-- Start PROVIDED ENTRIES --
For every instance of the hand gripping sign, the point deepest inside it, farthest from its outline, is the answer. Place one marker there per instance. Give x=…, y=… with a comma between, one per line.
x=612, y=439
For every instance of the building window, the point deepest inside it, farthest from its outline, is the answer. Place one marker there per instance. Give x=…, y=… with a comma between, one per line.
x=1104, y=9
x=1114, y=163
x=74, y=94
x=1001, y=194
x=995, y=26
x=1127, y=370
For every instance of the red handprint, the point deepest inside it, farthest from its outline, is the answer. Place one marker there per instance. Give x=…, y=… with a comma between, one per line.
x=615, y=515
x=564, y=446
-- End PROVIDED ENTRIES --
AIM OF THE EXERCISE >> Please format every line of the data above as a JSON list of strings, one string per line, leaving out any blank lines.

RESULT FOR THIS EXERCISE >>
[
  "For every instance of the hand gripping sign, the point deepest inside it, farthest from its outline, is the answer. Place one marker there per instance. Give x=…, y=… with a comma between, one per line.",
  "x=612, y=439",
  "For every instance of the building window, the point deepest inside it, farthest from its outline, is the answer. Place one marker there per instance. Give x=…, y=… with a comma between, one per line.",
  "x=1104, y=9",
  "x=1114, y=163",
  "x=74, y=94",
  "x=1001, y=194",
  "x=995, y=26",
  "x=1127, y=370",
  "For every instance of the red handprint, the point deepest inside it, farthest from its outline, is the answer. Place one marker there per instance. Give x=…, y=… with a comma between, one per line.",
  "x=615, y=515",
  "x=564, y=446"
]